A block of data
★ ★ ★ ★

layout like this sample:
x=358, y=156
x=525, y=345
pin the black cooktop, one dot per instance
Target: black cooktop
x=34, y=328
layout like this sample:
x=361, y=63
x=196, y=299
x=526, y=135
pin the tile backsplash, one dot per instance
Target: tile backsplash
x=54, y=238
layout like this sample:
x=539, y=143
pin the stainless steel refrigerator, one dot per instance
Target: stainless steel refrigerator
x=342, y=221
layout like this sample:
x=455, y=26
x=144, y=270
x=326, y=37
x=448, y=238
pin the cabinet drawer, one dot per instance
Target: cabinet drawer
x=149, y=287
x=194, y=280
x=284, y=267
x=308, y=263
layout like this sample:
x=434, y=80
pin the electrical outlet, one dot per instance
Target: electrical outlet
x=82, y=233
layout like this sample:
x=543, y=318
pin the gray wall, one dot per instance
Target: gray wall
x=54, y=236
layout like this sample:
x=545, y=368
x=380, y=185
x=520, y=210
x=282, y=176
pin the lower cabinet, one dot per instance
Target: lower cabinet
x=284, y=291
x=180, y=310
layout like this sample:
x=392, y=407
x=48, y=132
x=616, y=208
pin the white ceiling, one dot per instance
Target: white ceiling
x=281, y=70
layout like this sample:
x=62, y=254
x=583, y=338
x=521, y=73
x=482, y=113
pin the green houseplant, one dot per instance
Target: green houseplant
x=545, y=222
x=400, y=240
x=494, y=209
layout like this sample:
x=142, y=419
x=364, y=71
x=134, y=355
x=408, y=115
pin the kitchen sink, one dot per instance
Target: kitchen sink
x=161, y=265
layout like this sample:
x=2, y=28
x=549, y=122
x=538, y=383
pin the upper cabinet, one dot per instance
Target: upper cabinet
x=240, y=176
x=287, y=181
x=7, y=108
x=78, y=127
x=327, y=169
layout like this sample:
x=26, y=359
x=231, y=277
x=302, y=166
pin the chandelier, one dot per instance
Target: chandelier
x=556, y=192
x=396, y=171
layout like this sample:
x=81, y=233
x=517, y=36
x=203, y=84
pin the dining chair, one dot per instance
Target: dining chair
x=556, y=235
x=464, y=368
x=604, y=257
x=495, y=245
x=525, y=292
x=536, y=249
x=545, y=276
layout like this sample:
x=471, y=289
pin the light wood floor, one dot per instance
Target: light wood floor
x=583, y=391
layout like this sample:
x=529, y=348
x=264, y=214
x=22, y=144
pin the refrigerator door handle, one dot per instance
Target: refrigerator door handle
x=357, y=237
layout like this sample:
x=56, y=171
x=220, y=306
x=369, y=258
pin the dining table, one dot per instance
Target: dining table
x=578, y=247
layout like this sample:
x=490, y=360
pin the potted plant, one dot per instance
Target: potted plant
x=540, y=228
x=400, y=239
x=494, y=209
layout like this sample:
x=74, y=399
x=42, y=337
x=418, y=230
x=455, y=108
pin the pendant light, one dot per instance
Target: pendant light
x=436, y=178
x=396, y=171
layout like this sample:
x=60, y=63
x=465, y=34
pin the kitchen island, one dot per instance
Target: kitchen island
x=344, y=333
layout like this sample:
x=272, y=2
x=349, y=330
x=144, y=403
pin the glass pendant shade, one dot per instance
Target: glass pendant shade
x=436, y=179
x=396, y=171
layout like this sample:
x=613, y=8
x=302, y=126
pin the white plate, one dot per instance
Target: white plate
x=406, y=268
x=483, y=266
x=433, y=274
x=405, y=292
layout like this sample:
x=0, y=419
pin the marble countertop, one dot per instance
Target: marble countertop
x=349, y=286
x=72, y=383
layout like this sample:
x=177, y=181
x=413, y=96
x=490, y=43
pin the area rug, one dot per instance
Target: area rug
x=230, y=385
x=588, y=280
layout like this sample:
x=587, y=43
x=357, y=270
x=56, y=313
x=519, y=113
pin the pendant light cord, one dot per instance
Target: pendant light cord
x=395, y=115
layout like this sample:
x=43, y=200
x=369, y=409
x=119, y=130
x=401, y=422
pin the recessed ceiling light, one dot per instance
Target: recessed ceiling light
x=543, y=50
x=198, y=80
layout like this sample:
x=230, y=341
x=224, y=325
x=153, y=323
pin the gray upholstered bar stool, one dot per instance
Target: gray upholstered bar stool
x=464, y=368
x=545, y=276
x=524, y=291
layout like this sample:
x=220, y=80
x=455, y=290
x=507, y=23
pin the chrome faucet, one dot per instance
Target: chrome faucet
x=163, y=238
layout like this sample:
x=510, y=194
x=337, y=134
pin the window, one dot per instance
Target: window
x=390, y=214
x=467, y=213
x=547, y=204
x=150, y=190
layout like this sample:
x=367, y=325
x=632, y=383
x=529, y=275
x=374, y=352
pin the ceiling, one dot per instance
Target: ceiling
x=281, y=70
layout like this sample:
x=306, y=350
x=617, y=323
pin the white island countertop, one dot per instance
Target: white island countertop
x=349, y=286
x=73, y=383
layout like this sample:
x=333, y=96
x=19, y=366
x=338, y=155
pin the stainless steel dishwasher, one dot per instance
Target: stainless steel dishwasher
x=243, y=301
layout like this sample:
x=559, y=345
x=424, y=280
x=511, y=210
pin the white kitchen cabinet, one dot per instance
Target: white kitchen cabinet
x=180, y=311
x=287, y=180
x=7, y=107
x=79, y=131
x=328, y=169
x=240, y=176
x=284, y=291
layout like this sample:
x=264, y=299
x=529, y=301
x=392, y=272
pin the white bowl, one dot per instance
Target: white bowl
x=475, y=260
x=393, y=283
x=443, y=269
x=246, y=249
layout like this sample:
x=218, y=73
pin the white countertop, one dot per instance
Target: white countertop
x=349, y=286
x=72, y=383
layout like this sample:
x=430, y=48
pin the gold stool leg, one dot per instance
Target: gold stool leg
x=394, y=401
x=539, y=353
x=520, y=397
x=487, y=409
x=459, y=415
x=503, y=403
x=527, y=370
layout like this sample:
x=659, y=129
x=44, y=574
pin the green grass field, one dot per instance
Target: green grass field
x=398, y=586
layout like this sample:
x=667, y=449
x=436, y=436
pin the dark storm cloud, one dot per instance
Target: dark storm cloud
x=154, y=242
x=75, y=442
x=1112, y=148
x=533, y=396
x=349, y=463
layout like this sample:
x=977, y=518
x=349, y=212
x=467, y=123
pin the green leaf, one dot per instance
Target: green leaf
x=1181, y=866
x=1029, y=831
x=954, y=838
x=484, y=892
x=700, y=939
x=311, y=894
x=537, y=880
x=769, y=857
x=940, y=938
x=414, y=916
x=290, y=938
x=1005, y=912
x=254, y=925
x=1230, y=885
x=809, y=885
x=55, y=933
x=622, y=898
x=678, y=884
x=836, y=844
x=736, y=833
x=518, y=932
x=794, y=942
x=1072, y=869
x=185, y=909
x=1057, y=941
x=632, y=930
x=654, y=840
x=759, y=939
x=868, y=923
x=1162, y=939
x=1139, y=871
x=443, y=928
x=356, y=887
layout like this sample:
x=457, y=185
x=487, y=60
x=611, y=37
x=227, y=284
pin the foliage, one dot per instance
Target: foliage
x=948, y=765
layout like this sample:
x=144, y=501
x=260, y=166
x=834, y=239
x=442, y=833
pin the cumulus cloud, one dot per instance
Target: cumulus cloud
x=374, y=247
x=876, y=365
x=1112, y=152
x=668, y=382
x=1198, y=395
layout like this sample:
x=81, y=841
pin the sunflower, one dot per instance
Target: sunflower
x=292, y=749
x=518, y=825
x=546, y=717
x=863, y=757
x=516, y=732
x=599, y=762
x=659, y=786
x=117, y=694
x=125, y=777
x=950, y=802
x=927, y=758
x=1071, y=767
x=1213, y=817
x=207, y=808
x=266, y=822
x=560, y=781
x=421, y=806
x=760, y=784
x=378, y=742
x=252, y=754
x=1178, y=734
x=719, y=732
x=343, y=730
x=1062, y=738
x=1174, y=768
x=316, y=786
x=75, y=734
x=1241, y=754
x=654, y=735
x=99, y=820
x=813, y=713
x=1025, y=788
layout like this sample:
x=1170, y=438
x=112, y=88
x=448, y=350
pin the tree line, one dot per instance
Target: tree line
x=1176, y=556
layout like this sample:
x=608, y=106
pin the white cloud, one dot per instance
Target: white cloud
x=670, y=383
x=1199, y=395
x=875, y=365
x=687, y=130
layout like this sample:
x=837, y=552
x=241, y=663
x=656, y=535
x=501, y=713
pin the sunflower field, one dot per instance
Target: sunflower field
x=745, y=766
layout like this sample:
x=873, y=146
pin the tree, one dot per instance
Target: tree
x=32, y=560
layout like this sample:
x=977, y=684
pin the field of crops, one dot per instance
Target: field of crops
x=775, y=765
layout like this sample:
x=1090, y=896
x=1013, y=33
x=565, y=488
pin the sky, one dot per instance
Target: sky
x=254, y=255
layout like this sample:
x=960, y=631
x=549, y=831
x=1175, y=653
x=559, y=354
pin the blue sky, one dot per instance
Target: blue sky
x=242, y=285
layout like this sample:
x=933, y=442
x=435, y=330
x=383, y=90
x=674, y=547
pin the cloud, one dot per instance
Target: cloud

★ ★ ★ ★

INSTRUCTION: Copy the part of the records above that runs from the start through the line containing "x=357, y=237", keeping every line exactly as it appears.

THE ANSWER:
layout like this sample:
x=358, y=156
x=525, y=345
pin the black cooktop, one dot per instance
Target: black cooktop
x=34, y=328
layout like this sample:
x=361, y=63
x=196, y=299
x=526, y=135
pin the tile backsplash, one dot per instance
Target: tile backsplash
x=54, y=238
layout like this sample:
x=539, y=143
pin the stainless steel refrigerator, one dot per instance
Target: stainless steel refrigerator
x=342, y=221
layout like this sample:
x=455, y=26
x=144, y=270
x=326, y=37
x=448, y=238
pin the cabinet drawer, one dot per instance
Target: cabinet drawer
x=149, y=287
x=194, y=280
x=284, y=267
x=308, y=263
layout like this sample:
x=434, y=80
pin the electrical outlet, one dot per instance
Target: electrical outlet
x=82, y=233
layout like this sample:
x=543, y=318
pin the gray wall, one dot per instance
Target: gray wall
x=54, y=236
layout like this sample:
x=545, y=368
x=380, y=185
x=520, y=210
x=282, y=176
pin the lower cabinet, one dot per instance
Target: lower cabinet
x=284, y=291
x=180, y=310
layout like this sample:
x=392, y=407
x=48, y=132
x=616, y=208
pin the white ceiling, one dot per instance
Target: white ceiling
x=281, y=70
layout like this sample:
x=62, y=254
x=583, y=338
x=521, y=73
x=482, y=113
pin the green houseplant, one dot per instance
Target: green houseplant
x=545, y=222
x=400, y=240
x=494, y=209
layout like this sample:
x=142, y=419
x=364, y=71
x=134, y=355
x=408, y=115
pin the kitchen sink, one dot per instance
Target: kitchen sink
x=161, y=265
layout like this sample:
x=2, y=28
x=549, y=122
x=538, y=383
pin the upper cabinet, one dot per instance
Target: upper cabinet
x=240, y=176
x=287, y=181
x=7, y=108
x=78, y=127
x=327, y=169
layout like this sample:
x=26, y=359
x=231, y=277
x=302, y=166
pin the chandelier, one dot per instance
Target: chandelier
x=556, y=192
x=396, y=171
layout like this sample:
x=81, y=233
x=517, y=36
x=203, y=84
pin the dining chair, one dot per instance
Target: dining chair
x=556, y=235
x=464, y=368
x=604, y=257
x=495, y=245
x=525, y=292
x=536, y=249
x=545, y=276
layout like this sample:
x=471, y=289
pin the light wood floor, one dot per instance
Target: light wood floor
x=583, y=391
layout like this sample:
x=529, y=348
x=264, y=214
x=22, y=144
pin the refrigerator door handle, one dot per instance
Target: refrigerator door handle
x=357, y=237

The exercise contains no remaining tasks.